» What you are asked to do:
Print the whole listing, unchanged.

..............................

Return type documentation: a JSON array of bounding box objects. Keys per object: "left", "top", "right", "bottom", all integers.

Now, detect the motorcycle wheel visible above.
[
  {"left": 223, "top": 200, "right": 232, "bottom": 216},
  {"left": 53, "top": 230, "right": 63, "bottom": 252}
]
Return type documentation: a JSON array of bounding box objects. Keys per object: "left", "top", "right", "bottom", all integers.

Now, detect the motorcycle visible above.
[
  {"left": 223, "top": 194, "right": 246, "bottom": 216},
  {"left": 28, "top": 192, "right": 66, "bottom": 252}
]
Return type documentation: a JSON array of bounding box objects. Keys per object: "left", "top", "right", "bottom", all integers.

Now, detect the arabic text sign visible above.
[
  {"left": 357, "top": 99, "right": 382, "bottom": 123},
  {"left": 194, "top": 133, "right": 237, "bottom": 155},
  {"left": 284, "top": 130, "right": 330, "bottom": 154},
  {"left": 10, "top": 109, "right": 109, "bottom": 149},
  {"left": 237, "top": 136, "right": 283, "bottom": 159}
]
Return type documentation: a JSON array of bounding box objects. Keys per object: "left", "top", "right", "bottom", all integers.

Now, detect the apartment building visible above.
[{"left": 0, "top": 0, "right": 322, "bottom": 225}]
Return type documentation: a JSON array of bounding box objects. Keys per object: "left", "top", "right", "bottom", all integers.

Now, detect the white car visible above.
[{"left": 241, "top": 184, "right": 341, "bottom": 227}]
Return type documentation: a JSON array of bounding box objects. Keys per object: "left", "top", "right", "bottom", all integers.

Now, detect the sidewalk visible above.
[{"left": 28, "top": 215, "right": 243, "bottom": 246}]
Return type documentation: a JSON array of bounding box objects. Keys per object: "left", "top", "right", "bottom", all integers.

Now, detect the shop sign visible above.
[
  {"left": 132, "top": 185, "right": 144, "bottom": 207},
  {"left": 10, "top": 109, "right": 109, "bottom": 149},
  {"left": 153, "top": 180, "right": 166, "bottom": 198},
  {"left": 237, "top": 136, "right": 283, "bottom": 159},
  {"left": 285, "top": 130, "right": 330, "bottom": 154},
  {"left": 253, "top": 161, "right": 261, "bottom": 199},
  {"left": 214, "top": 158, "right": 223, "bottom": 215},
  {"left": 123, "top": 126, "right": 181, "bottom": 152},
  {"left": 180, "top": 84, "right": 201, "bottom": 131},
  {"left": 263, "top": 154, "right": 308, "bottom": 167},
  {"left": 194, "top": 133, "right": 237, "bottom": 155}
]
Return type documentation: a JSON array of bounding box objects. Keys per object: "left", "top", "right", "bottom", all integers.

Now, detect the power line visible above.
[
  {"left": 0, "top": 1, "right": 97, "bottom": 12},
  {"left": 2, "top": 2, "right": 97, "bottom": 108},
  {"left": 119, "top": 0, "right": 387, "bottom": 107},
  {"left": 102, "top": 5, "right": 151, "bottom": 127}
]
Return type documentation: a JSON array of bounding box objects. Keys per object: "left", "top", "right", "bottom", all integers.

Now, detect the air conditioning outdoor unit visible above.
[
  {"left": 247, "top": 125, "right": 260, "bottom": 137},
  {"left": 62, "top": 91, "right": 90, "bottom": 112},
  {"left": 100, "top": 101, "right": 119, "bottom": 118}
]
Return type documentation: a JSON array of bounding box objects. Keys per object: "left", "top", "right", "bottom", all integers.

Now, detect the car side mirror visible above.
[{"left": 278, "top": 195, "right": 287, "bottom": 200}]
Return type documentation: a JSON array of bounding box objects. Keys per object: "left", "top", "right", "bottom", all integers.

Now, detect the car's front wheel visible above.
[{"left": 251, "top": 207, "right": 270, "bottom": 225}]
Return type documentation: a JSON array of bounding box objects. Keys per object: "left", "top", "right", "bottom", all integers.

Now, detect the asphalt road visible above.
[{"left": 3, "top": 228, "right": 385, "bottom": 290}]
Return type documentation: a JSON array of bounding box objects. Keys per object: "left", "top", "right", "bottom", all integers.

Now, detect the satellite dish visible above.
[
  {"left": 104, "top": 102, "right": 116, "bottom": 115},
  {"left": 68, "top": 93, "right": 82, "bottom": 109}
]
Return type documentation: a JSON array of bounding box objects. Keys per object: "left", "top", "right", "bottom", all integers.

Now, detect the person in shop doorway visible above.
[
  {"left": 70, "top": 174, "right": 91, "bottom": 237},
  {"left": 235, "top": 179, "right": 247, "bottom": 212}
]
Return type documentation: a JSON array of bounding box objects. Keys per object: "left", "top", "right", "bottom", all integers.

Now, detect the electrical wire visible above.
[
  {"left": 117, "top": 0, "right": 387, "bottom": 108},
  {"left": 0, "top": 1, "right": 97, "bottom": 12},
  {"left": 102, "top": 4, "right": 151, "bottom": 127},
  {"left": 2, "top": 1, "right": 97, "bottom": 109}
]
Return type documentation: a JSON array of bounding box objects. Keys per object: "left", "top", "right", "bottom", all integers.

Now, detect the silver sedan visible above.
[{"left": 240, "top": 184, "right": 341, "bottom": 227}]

..............................

» Written response:
Return type documentation: a JSON array of bounding box objects. Keys per object: "left", "top", "right", "bottom", all integers.

Now, detect the motorcycle wheel visible above.
[
  {"left": 223, "top": 200, "right": 232, "bottom": 216},
  {"left": 53, "top": 230, "right": 63, "bottom": 252}
]
Return type documentation: a JSON array of bounding box objects. Keys per object: "left", "top", "right", "bottom", all integers.

Now, detect the motorcycle visible above.
[
  {"left": 223, "top": 194, "right": 246, "bottom": 216},
  {"left": 28, "top": 192, "right": 66, "bottom": 252}
]
Return type documentation: a JSON array of bounding box objects. Keys per object: "left", "top", "right", "bottom", all integers.

Now, detect the arabic text sign visible above.
[
  {"left": 357, "top": 99, "right": 382, "bottom": 123},
  {"left": 194, "top": 133, "right": 237, "bottom": 155},
  {"left": 284, "top": 130, "right": 330, "bottom": 154},
  {"left": 10, "top": 109, "right": 109, "bottom": 149},
  {"left": 237, "top": 136, "right": 283, "bottom": 159}
]
Return type documentation: a JSON array of bounding box objects. Keys per object: "left", "top", "right", "bottom", all integers.

Now, detect the apartment building visible above.
[{"left": 0, "top": 0, "right": 322, "bottom": 225}]
Return type documentation: a JSON array of bounding box objects. Keys per object: "left", "top", "right", "bottom", all integers.

Now, detect the white car visible above.
[{"left": 241, "top": 184, "right": 341, "bottom": 227}]
Return type documentation: a JSON array of bounding box objects. Keys per object: "left", "top", "right", "bottom", all integers.

Now, detect the sidewalk visible above.
[{"left": 28, "top": 215, "right": 243, "bottom": 246}]
Return type documentation: a JSON array of bounding box objects. Keys per object: "left", "top", "right", "bottom", all integers.

Now, detect the shop sign visible above.
[
  {"left": 132, "top": 185, "right": 144, "bottom": 207},
  {"left": 10, "top": 109, "right": 109, "bottom": 149},
  {"left": 153, "top": 180, "right": 166, "bottom": 198},
  {"left": 237, "top": 136, "right": 283, "bottom": 159},
  {"left": 285, "top": 130, "right": 330, "bottom": 154},
  {"left": 253, "top": 161, "right": 261, "bottom": 199},
  {"left": 214, "top": 158, "right": 223, "bottom": 215},
  {"left": 123, "top": 126, "right": 181, "bottom": 152},
  {"left": 180, "top": 84, "right": 201, "bottom": 131},
  {"left": 263, "top": 154, "right": 308, "bottom": 167},
  {"left": 194, "top": 133, "right": 237, "bottom": 155}
]
Return type documentation: a JSON array of bounding box objects. Keys per object: "left", "top", "right", "bottom", all integers.

Now, detect the power line visible above.
[
  {"left": 0, "top": 1, "right": 97, "bottom": 12},
  {"left": 2, "top": 2, "right": 97, "bottom": 108},
  {"left": 119, "top": 0, "right": 387, "bottom": 107},
  {"left": 102, "top": 5, "right": 151, "bottom": 127}
]
Return type documentation: a JSON array of bounding box objects. Keys per object: "left", "top", "right", "bottom", all integers.

Now, detect the air conditioning outdoor unit visible above.
[
  {"left": 247, "top": 125, "right": 260, "bottom": 137},
  {"left": 62, "top": 91, "right": 90, "bottom": 112},
  {"left": 100, "top": 101, "right": 119, "bottom": 118}
]
Return type documentation: a JSON array of bounding box objects. Keys per object: "left", "top", "right", "bottom", all integers.

Now, detect the car side mirror visible above.
[{"left": 278, "top": 195, "right": 287, "bottom": 200}]
Return type documentation: a JSON array of bounding box objects. Keys per object: "left", "top", "right", "bottom", all integers.

Now, detect the car's front wheel visible above.
[{"left": 251, "top": 207, "right": 270, "bottom": 225}]
Return type documentation: a JSON array of bounding box objects. Keys per object: "left", "top", "right", "bottom", all integers.

Now, detect the asphalt road visible above.
[{"left": 3, "top": 228, "right": 385, "bottom": 290}]
Return type documentation: a JSON array of bounding box objects. Keys per object: "left", "top", "right", "bottom", all integers.

Now, detect the satellite dish visible above.
[
  {"left": 104, "top": 102, "right": 116, "bottom": 115},
  {"left": 68, "top": 93, "right": 82, "bottom": 109}
]
Return type documentation: a JSON array of bounding box objects. Keys per object: "left", "top", "right", "bottom", all integers.

Now, detect the person in shop doorway visible above.
[
  {"left": 70, "top": 174, "right": 91, "bottom": 237},
  {"left": 235, "top": 179, "right": 247, "bottom": 212}
]
Return type documentation: a JSON array of bounding box objects. Keys per object: "left", "top", "right", "bottom", all integers.

Now, detect the electrical wire visible above.
[
  {"left": 117, "top": 0, "right": 387, "bottom": 108},
  {"left": 0, "top": 1, "right": 97, "bottom": 12},
  {"left": 102, "top": 4, "right": 151, "bottom": 127},
  {"left": 2, "top": 1, "right": 97, "bottom": 109}
]
Return type documentation: a JSON array of bounding box objects. Keys per object: "left", "top", "right", "bottom", all integers.

Now, detect the silver sedan visible above.
[{"left": 240, "top": 184, "right": 341, "bottom": 227}]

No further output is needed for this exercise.